#### [Problem description]
Copy the whole listing below exactly.

#### [Provided information]
————

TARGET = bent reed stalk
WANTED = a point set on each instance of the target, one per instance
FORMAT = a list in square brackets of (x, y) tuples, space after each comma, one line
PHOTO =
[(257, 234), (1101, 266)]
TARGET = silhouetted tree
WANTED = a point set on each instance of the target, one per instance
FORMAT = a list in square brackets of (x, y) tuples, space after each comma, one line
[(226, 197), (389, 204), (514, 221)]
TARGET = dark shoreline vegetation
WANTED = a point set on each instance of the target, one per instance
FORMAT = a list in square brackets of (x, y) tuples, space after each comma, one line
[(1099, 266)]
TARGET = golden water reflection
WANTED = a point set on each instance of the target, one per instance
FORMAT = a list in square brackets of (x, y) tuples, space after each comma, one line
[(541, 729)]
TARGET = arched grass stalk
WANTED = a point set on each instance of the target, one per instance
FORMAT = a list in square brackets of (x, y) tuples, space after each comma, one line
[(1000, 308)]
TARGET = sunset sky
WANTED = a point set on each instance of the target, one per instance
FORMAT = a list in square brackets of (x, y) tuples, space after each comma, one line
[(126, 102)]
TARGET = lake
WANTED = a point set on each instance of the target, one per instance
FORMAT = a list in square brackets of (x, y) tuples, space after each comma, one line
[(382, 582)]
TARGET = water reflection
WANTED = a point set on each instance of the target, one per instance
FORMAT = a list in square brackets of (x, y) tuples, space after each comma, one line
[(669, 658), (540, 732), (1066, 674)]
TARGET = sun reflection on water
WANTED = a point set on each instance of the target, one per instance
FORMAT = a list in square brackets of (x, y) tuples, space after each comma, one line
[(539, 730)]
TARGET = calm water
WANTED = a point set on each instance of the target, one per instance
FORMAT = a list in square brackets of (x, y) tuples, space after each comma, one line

————

#### [Worked solution]
TARGET = bent reed stalk
WANTED = a point set on each instance of the target, one per instance
FORMAT = a list in square brackets of (x, y) tuples, space after each comma, one line
PHOTO =
[(257, 234), (1101, 266)]
TARGET = silhouetted tree
WANTED = a point set on each instance of the target, one per instance
FORMAT = a list in square brackets of (x, y) tuples, space after each comma, one line
[(226, 197), (389, 204), (514, 221)]
TARGET = dark shoreline vegetation
WANTED = a point set on each instance of the target, one per instance
FORMAT = a list in square brackets of (x, y) tuples, space after each comma, one line
[(1099, 266)]
TARGET = golden water reflection
WANTED = a point set on each instance of the target, one per instance
FORMAT = a list in square brackets of (x, y) tuples, space after each comma, one line
[(541, 729)]
TARGET = arched grass stalk
WANTED = a point set on each instance of the target, one per instance
FORMAT = a list in square brackets of (x, y) tuples, space after each comma, one line
[(1000, 308)]
TARGET = sunset sky
WANTED = a point set on each instance of the target, one per instance
FORMAT = a list in square brackets of (x, y) tuples, space after each comma, one line
[(126, 102)]
TARGET = lake
WANTED = a point set on each instance of the target, one per instance
FORMAT = a list in square brackets of (x, y) tuples, space after each comma, one line
[(382, 582)]
TARGET = water reflection
WANTED = a point set on each instance of the target, one per instance
FORMAT = a list in square brackets of (x, y) tuples, space after each comma, one line
[(669, 658), (540, 732), (1066, 674)]
TARGET = sun reflection on water
WANTED = a point set on each instance of the target, one per instance
FORMAT = a list in square brackets of (x, y) tuples, space after each comma, one line
[(539, 730)]
TARGET = calm water
WANTED = a point set on each instance of the target, one per instance
FORMAT = a list in square brackets of (x, y) tuples, space after each comma, one line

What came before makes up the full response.